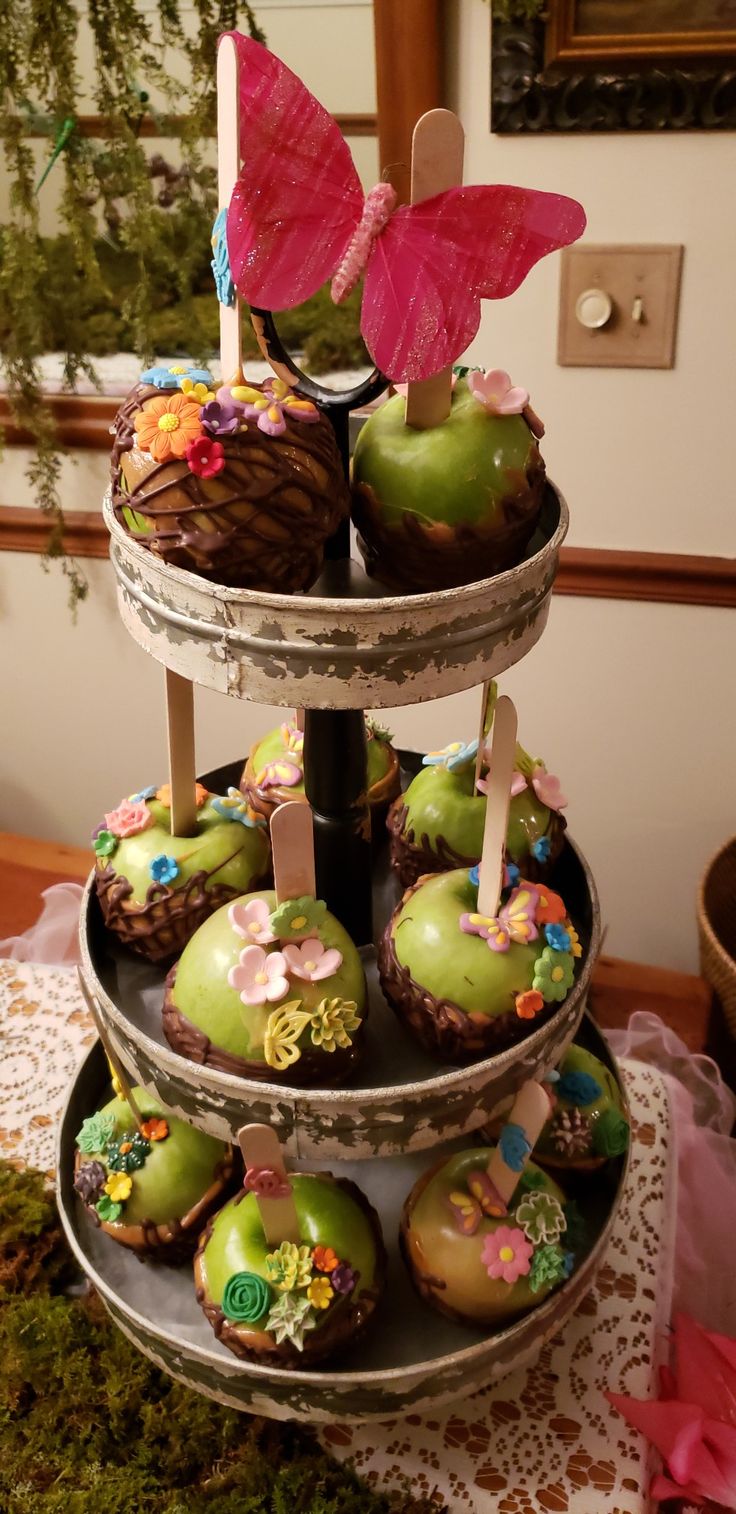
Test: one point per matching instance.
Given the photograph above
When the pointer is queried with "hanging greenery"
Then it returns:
(106, 186)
━━━━━━
_Instructions for the task:_ Render every line of the items above as a JSON list of strings, one string per line. Skip blank lines and leave out the pictures.

_Solved exercise:_
[
  "Test: one point per matching instance.",
  "Given the photograph above",
  "When the pointer is queried with \"hanging greenery\"",
  "Then it returns:",
  "(106, 186)"
]